## [How to complete this task]
Lines containing the word "tree" are the ones to copy from the records below.

Collection entries
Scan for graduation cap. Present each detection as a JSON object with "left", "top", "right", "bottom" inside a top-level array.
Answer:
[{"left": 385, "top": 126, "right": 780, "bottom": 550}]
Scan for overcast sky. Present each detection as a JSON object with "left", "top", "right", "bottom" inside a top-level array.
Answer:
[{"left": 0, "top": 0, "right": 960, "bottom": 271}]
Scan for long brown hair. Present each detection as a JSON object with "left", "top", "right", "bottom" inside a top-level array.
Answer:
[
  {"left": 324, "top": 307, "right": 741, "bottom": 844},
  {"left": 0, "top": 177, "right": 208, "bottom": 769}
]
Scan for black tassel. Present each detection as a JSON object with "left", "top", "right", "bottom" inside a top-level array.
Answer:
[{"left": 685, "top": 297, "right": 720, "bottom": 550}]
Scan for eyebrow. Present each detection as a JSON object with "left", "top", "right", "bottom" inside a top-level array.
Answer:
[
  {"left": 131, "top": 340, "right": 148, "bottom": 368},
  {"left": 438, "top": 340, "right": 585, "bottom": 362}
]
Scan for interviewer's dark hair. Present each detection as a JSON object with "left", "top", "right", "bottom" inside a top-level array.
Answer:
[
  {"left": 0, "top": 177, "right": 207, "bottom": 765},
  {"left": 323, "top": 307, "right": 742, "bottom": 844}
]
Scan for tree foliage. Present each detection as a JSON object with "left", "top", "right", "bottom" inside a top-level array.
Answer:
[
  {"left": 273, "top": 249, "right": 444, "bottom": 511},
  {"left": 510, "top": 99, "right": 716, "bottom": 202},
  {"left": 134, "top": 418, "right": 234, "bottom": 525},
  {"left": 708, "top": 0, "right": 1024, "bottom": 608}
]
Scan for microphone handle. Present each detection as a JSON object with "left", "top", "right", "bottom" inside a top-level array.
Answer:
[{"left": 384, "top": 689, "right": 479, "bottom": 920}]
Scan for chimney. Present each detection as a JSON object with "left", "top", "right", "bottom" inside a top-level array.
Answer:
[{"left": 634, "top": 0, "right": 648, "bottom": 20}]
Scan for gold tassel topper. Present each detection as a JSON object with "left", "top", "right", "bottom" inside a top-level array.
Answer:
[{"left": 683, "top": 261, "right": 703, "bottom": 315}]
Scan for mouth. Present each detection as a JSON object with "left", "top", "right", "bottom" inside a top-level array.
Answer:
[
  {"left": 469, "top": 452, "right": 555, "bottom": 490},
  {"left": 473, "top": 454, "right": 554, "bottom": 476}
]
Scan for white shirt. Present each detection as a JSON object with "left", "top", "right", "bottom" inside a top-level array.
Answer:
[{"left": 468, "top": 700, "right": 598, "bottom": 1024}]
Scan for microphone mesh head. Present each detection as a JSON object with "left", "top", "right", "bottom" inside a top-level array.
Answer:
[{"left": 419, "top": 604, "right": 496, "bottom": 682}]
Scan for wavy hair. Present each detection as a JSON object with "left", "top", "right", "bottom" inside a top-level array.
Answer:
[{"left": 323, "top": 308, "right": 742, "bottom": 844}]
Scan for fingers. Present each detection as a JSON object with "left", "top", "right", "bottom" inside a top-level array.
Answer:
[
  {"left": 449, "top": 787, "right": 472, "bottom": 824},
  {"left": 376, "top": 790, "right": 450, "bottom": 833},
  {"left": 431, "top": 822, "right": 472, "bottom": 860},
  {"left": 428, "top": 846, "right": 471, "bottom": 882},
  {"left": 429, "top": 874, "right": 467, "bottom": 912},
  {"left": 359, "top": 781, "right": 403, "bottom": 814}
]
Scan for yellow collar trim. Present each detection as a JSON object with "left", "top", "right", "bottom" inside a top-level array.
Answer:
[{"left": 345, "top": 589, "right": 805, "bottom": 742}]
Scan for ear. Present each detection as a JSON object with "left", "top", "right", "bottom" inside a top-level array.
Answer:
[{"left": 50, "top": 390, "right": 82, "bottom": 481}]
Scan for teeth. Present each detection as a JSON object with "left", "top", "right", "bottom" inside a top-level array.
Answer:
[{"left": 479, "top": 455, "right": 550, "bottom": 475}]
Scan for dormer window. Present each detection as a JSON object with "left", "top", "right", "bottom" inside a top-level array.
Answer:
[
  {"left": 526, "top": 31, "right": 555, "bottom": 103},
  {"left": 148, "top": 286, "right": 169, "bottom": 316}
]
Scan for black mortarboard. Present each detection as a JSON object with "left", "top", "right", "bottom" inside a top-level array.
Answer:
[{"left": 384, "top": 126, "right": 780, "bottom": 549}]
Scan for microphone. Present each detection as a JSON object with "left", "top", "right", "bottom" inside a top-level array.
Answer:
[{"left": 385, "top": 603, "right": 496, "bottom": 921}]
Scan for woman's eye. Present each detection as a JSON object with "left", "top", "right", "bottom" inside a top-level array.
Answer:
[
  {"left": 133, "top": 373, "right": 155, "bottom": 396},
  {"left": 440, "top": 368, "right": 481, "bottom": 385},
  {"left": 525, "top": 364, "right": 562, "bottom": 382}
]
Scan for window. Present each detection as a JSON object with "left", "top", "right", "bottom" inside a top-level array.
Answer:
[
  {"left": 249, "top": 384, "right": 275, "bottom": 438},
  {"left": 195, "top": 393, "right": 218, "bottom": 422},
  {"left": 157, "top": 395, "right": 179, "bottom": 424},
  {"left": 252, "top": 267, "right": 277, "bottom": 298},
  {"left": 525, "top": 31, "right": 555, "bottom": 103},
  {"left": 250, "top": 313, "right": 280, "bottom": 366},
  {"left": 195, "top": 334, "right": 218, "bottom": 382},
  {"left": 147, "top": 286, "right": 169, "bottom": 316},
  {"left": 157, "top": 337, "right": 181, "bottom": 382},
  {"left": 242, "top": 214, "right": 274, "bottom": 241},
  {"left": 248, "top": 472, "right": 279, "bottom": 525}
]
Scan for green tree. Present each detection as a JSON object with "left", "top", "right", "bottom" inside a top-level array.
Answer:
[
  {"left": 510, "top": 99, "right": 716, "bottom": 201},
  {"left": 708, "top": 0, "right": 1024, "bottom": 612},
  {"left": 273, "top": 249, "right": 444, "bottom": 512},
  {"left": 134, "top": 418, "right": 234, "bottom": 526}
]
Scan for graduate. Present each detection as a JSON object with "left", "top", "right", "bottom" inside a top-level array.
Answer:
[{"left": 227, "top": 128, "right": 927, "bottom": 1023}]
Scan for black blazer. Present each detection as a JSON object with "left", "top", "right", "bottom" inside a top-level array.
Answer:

## [Solution for this task]
Scan for tree foliage. Present each detection as a JSON object with "left", "top", "right", "bottom" inside a top-level array.
Scan for green tree. Present each detection as a JSON object with "left", "top", "right", "bottom" inside a top-level array.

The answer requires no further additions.